Codeforces Round 677 - F - Zero Remainder Sum

题目

https://codeforces.com/contest/1433/problem/F

思路

dp，设$dp(x,y,cnt,rem)$，$x,y,cnt,rem$分别代表行、列、选择的个数和$k$的余数。
对于$a_{x,y}$，有两种选择：选或不选。对应的转移方程为：

$$不选\qquad dp(x,y,cnt,rem)\leftarrow\max(dp(x,y,cnt,rem),dp(x,y-1,cnt,rem))$$ $$选\qquad\left\{ \begin{aligned} &t=(rem+a_{x,y})\mod \ k\\ &dp(x,y,cnt+1,t)\leftarrow\max(dp(x,y,cnt+1,t),dp(x,y,cnt,rem)+a_{x,y}) \end{aligned} \right.$$

除了$dp(1,0,0,0)$初始化为0，其余$dp(x,y,cnt,rem)$初始为$-\infty$，答案为$\max\limits_{0\leq i\leq\lfloor\frac{m}{2}\rfloor}(dp(n,m,i,0))$

AC代码

#define _CRT_SECURE_NO_WARNINGS
#include <bits/stdc++.h>
#define endl '\n'
using namespace std;
struct _IO { _IO() { ios::sync_with_stdio(0); cin.tie(0); } }_io;
typedef long long ll; typedef long double db;

ll a[75][75], dp[75][75][75][75];

int main()
{
	ll n, m, k;
	cin >> n >> m >> k;

	for (ll i = 1; i <= n; ++i)
		for (ll j = 1; j <= m; ++j)
			cin >> a[i][j];

	for (ll i = 0; i < 75; ++i)
		for (ll j = 0; j < 75; ++j)
			for (ll x = 0; x < 75; ++x)
				for (ll y = 0; y < 75; ++y)
					dp[i][j][x][y] = -1e12;

	dp[1][0][0][0] = 0;

	for (ll x = 1; x <= n; ++x)
	{
		for (ll y = 1; y <= m; ++y)
			for (ll cnt = 0; cnt <= m / 2; ++cnt)
				for (ll rem = 0; rem < k; ++rem)
				{
					dp[x][y][cnt][rem] = max(dp[x][y][cnt][rem], dp[x][y - 1][cnt][rem]);

					if (cnt + 1 <= m / 2)
****************************************
给定问题 A: 把这篇题解里以“除了$dp(1,0,0,0)$初始化为0”开头的那一段改写成简短的要点列表，主要内容都要保留。
给定问题 B:
根据这篇题解回答下面几个问题：
(i) 状态 $dp(x,y,cnt,rem)$ 里的 $x,y,cnt,rem$ 各代表什么？
(ii) 代码把 dp 数组的所有元素先设成了什么值？
(iii) 题目的网址是什么？
给定问题 C: 请原样给出这篇题解中从“ll a[75][75], dp[75][75][75][75];”开始，一直到“0; j < 75; ++j)”为止（包括这部分）的文字。

数据部分:
****************************************
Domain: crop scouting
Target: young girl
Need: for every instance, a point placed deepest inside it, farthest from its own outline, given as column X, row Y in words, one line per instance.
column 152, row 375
****************************************
完整回答 A:
- $dp(1,0,0,0)$ 的初始值为 0。
- 其余所有 $dp(x,y,cnt,rem)$ 的初始值为 $-\infty$。
- 答案：$i$ 从 0 取到 $\lfloor\frac{m}{2}\rfloor$，取 $dp(n,m,i,0)$ 中的最大值。

完整回答 B:
(i) 分别代表行、列、选择的个数和 $k$ 的余数。
(ii) -1e12。
(iii) https://codeforces.com/contest/1433/problem/F

完整回答 C:
ll a[75][75], dp[75][75][75][75];

int main()
{
	ll n, m, k;
	cin >> n >> m >> k;

	for (ll i = 1; i <= n; ++i)
		for (ll j = 1; j <= m; ++j)
			cin >> a[i][j];

	for (ll i = 0; i < 75; ++i)
		for (ll j = 0; j < 75; ++j)